Background information
- Origin: United Kingdom
- Genres: Progressive rock, symphonic rock, world music
- Years active: 1970–2011 or 2014
- Labels: Vertigo; Island; Red Hot Records; Acme; Eclectic; WindWeaver Music;
- Members: Jon Field; Glyn Havard; Dave Sturt;
- Past members: Tony Duhig; Colin Henson;
- Website: Jade Warrior

= Jade Warrior (band) =

British progressive rock band

Jade Warrior were a British progressive rock band formed in 1970, originally evolving out of a band named July. The founder members were Tony Duhig (guitar) (born Anthony Christopher Duhig, 18 September 1941, Acton, London; died 11 November 1990, Somerset, England), Jon Field (flute, percussion, keyboards) (born John Frederick Field, 5 July 1940, Harrow, Middlesex) and Glyn Havard (vocals, bass) (born 15 February 1947, Nantyglo, Wales). David Duhig, the younger brother of Tony Duhig, played on several of Jade Warrior's albums and in every live gig Jade Warrior ever performed - apart from the reunion concert of 2008. He died on 1 December 2021.
☆ ☆ ☆ ☆ ☆ ☆ ☆
• _YOUR OBJECTIVE_
Continue the article about the band Jade Warrior, picking up right after its last sentence.
☆ ☆ ☆ ☆ ☆ ☆ ☆
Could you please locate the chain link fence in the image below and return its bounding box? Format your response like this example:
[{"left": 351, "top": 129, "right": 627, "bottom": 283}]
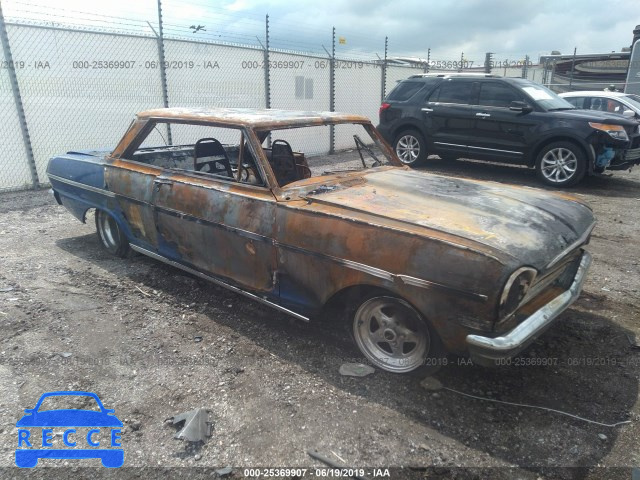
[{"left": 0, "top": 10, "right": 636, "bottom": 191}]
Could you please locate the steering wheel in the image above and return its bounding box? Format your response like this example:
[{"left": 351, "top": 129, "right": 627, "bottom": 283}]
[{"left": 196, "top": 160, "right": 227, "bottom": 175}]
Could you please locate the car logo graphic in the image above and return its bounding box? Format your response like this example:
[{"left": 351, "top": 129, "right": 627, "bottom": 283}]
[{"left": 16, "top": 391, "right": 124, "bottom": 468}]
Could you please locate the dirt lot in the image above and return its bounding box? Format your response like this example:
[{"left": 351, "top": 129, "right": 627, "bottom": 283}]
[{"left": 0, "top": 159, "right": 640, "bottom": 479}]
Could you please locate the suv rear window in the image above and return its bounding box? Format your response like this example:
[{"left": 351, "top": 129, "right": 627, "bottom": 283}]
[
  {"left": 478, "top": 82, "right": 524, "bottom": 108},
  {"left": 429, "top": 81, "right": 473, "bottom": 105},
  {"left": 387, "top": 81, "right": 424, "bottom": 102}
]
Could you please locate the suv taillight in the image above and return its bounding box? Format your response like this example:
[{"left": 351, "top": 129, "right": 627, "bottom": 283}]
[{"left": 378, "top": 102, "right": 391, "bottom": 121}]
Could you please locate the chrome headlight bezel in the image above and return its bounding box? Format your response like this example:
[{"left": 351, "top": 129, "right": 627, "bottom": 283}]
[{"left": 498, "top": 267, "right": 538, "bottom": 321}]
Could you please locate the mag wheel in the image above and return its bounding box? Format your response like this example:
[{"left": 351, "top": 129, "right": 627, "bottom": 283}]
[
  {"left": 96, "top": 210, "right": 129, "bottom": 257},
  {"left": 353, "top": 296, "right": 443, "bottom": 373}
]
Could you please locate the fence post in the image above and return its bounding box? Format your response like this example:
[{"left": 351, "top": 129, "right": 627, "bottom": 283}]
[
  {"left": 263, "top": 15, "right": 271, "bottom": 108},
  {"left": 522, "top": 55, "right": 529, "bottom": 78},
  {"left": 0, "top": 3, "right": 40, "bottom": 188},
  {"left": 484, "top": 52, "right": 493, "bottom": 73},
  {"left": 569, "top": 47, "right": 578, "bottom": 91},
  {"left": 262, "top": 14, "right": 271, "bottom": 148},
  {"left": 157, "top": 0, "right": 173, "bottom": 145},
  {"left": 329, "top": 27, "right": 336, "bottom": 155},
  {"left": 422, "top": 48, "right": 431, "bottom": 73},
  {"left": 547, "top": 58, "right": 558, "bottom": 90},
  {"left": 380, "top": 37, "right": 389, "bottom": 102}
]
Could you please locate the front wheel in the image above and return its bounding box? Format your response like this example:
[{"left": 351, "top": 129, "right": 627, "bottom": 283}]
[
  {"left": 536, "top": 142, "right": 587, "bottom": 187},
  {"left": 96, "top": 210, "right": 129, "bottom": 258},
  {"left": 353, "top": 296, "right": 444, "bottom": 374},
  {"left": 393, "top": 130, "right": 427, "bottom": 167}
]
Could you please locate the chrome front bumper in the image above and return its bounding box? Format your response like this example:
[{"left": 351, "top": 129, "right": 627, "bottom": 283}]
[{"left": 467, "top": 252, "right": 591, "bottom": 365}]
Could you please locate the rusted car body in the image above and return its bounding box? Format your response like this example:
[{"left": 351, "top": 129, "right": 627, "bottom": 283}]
☆ ☆ ☆ ☆ ☆ ☆ ☆
• _RESPONSE_
==History==
Jon Field and Tony Duhig met in the early 1960s when working in a factory (both driving forklifts). Soon they found common musical interests (jazz, African and Japanese music), started playing instruments (Jon a set of congas, Tony a guitar, which he tuned unconventionally to open C), bought a four-track tape recorder each and started experimenting with multi-layered overdubs. According to Field, the process was not unlike "...trying to build a cathedral with the sort of things you'd find in your back yard," but still, as it turned out, formed a blueprint for Jade Warrior's music throughout their career.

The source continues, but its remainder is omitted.